● Requirements
Can you copy all of the records below word for word, leaving out the pictures?

***** Data shown

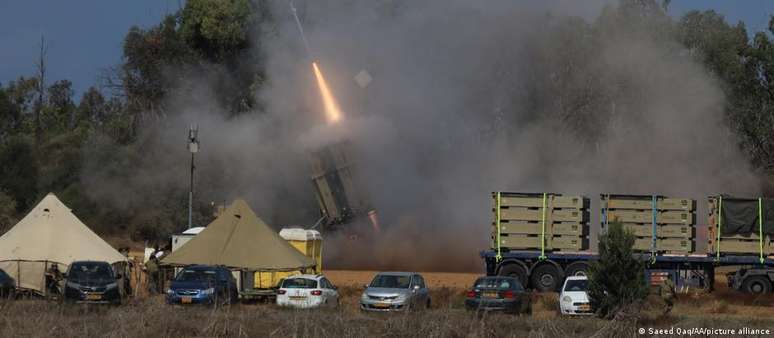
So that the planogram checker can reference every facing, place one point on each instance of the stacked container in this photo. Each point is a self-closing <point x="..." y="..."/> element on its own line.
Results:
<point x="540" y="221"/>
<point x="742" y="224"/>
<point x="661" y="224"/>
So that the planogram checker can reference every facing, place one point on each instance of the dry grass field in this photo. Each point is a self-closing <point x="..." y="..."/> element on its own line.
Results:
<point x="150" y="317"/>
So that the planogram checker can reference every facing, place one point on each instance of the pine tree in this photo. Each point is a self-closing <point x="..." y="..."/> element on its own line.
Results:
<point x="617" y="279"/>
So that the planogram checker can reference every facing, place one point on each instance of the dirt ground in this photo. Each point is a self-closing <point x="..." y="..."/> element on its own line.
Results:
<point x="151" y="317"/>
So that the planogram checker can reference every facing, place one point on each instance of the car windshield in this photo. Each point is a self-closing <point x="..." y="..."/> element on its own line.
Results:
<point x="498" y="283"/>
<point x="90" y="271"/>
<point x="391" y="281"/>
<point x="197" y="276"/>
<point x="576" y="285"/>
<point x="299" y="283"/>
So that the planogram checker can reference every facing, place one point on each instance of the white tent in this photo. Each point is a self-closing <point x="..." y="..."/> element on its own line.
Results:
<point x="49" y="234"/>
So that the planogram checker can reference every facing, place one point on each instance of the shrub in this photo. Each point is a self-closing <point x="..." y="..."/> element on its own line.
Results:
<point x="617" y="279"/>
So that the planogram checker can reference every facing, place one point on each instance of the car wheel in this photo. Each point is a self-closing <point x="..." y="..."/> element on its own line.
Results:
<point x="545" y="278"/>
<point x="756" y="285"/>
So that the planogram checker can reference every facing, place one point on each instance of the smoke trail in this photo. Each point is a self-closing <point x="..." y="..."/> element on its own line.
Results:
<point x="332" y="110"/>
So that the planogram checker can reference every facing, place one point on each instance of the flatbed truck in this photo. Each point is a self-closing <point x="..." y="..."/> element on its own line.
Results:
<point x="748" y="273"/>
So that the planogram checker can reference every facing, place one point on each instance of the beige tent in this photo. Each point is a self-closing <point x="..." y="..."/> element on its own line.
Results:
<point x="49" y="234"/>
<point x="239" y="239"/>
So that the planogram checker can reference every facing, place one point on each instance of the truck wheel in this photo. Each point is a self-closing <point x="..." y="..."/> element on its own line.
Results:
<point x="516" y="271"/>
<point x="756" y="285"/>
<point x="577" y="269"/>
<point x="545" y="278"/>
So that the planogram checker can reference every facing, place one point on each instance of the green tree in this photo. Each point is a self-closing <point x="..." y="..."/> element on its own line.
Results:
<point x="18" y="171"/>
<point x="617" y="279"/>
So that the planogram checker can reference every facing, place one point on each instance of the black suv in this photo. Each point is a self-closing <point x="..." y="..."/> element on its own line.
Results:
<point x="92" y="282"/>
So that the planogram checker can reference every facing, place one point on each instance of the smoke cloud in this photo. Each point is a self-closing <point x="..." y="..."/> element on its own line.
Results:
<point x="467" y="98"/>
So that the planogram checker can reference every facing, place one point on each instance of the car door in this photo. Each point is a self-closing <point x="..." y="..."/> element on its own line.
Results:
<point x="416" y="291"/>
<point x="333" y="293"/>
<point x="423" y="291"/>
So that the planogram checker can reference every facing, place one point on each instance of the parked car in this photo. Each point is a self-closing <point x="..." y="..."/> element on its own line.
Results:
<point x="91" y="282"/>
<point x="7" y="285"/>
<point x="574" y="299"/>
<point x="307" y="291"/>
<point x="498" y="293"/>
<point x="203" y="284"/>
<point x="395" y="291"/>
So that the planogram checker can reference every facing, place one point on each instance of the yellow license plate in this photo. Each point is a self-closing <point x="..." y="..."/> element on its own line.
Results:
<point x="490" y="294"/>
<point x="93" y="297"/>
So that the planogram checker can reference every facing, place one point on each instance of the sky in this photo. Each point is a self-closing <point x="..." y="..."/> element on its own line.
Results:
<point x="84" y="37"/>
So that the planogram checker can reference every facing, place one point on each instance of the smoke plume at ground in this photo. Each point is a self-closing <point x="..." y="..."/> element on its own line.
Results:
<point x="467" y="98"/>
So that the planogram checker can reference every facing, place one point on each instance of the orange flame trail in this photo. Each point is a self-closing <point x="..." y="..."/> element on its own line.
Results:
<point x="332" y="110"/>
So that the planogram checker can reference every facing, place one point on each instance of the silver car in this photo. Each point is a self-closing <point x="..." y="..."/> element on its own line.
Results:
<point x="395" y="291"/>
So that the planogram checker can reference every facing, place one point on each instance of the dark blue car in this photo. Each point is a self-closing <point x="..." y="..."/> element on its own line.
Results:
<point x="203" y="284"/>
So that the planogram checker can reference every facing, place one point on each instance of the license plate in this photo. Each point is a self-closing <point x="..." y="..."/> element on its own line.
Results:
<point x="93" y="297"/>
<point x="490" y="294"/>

**********

● Task result
So that the planogram checker can reference every facing, place one point on each instance of the stacked container in this photo. Each point is a self-closing <point x="..." y="..."/> element on its own line.
Results:
<point x="540" y="221"/>
<point x="742" y="224"/>
<point x="661" y="224"/>
So that the planogram checker can reference every facing, place one point on each instance of the dry grass field in this photo. Each point is a self-closing <point x="..." y="..."/> element on its own line.
Results:
<point x="150" y="317"/>
So that the planogram checker can reference every facing, place one point on each instance of the pine tree in this photo. Each point is a self-closing <point x="..." y="..."/> element on its own line.
Results:
<point x="617" y="279"/>
So that the planogram checker can reference every facing, place one point on each instance of the dirt ground in this photo. Each point is a self-closing <point x="..." y="..."/> element on its own line.
Results:
<point x="151" y="317"/>
So that the planogram checker can reference every facing, place one point on each instance of the car windshield in this photo. Each point is a self-closing <point x="..." y="..."/> element on its own line.
Results:
<point x="498" y="283"/>
<point x="90" y="271"/>
<point x="391" y="281"/>
<point x="197" y="276"/>
<point x="576" y="285"/>
<point x="299" y="283"/>
So that the planogram checker can reference every facing, place one point on each instance of the white tent in this photo. Each point is a self-closing <point x="..." y="..."/> element on its own line.
Results:
<point x="49" y="234"/>
So that the planogram checker can reference every facing, place one point on each instance of the shrub in this photo. Each point is a self-closing <point x="..." y="..."/> element on its own line.
Results:
<point x="617" y="279"/>
So that the planogram checker can reference every facing, place one point on each instance of the car wheel in this photo. Each point is a self-closing <point x="..." y="..."/> element on its own line.
Results:
<point x="545" y="278"/>
<point x="756" y="285"/>
So that the planogram checker can reference every facing, place one point on each instance of the smoke trail in this photo. Each point is a self-closing <point x="..." y="..."/> element on its own line.
Results:
<point x="332" y="110"/>
So that the planogram checker can reference every facing, place one point on each instance of the flatbed truck in this photo. Each point is a self-closing <point x="..." y="..."/> element on its own line.
Results:
<point x="748" y="273"/>
So that the planogram checker can reference every facing, place one point on each instance of the beige tent in this photo. Each point is a self-closing <point x="..." y="..."/> element on its own line.
Results:
<point x="49" y="234"/>
<point x="239" y="239"/>
So that the planogram checker can reference every facing, place one point on each instance of the truck wheel in this photo. Each point is a self-closing <point x="..." y="..."/> element on its own line.
Results:
<point x="516" y="271"/>
<point x="756" y="285"/>
<point x="577" y="269"/>
<point x="545" y="278"/>
So that the planogram checker can reference every facing, place one point on each instance of the green tree in this photo. Each point is a self-closing <point x="..." y="..."/> element on its own line.
Results:
<point x="18" y="171"/>
<point x="617" y="279"/>
So that the planogram checker can reference every facing, place one point on each instance of the black suv in this photo. Each point is a self-closing <point x="..." y="..."/> element on its own line.
Results:
<point x="92" y="282"/>
So that the planogram checker can reference every facing, place one point on each instance of the smoke cloud in this photo. Each point is a self-closing <point x="..." y="..."/> element on its own line.
Results:
<point x="467" y="98"/>
So that the planogram checker can reference every facing, place one point on each instance of the car door in this photo. Each point is a self-closing <point x="..." y="..."/> element on its own line.
Results:
<point x="416" y="291"/>
<point x="333" y="293"/>
<point x="423" y="291"/>
So that the planogram checker can reference every facing, place one point on each instance of the parked car in this photo. Each point is a self-closing <point x="..." y="..."/> element on its own line.
Results:
<point x="91" y="282"/>
<point x="7" y="285"/>
<point x="574" y="299"/>
<point x="307" y="291"/>
<point x="498" y="293"/>
<point x="203" y="284"/>
<point x="395" y="291"/>
So that the planogram checker can reference every facing, place one point on each instance of the yellow license plate in this photo. Each point is a self-closing <point x="..." y="..."/> element on its own line.
Results:
<point x="490" y="294"/>
<point x="93" y="297"/>
So that the planogram checker can reference every facing, place one point on each instance of the sky in this photo. Each point is a self-closing <point x="..." y="..."/> element on its own line.
Results:
<point x="84" y="37"/>
So that the planogram checker can reference every facing, place one point on each instance of the smoke plume at ground in this photo. Each point is a self-closing <point x="..." y="..."/> element on its own line.
Results:
<point x="467" y="98"/>
So that the planogram checker can reference every facing, place one point on each instance of the orange flame trail in this photo. Each point is a self-closing <point x="..." y="..."/> element on its own line.
Results:
<point x="332" y="110"/>
So that the planogram checker can reference every facing, place one point on each instance of the silver car in this photo. Each point is a self-closing <point x="..." y="..."/> element on its own line.
Results:
<point x="395" y="291"/>
So that the planogram checker can reference every facing, place one point on each instance of the dark blue car in this photo. Each point is a self-closing <point x="..." y="..."/> element on its own line.
Results:
<point x="203" y="284"/>
So that the planogram checker can reference every facing, place one point on each instance of the license plate in this photo. Each point is a self-closing <point x="..." y="..."/> element on its own line.
Results:
<point x="93" y="297"/>
<point x="490" y="294"/>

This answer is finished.